◆ **Excerpted records**
+--

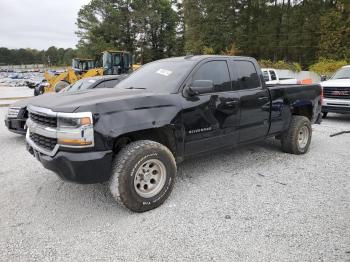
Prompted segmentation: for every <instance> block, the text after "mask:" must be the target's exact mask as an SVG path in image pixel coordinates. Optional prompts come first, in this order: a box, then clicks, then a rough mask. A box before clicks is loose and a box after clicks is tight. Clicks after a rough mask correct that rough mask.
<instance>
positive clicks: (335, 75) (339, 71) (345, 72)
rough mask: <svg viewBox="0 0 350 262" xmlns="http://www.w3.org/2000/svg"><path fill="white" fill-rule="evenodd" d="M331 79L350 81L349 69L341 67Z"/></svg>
mask: <svg viewBox="0 0 350 262" xmlns="http://www.w3.org/2000/svg"><path fill="white" fill-rule="evenodd" d="M332 79H350V67H343V68H341V69H339V70H338V71H337V72H336V73H335V74H334V76H333V77H332Z"/></svg>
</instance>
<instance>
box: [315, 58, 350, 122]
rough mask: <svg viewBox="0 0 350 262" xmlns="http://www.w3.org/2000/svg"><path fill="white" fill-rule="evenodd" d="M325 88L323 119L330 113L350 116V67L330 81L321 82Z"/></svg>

+--

◆ **Task directions**
Each line carrying the string "instance" should be copied out from the entries.

◆ **Response area**
Prompted segmentation: for every <instance> block, the text after "mask:" must be the target's exact mask as an SVG path in image pixel coordinates. Optional prompts come first, in this order: a box, then clicks, then a rough mask. A box before clicks is loose and a box after clicks is tight. Clicks after a rough mask correct that rough mask.
<instance>
</instance>
<instance>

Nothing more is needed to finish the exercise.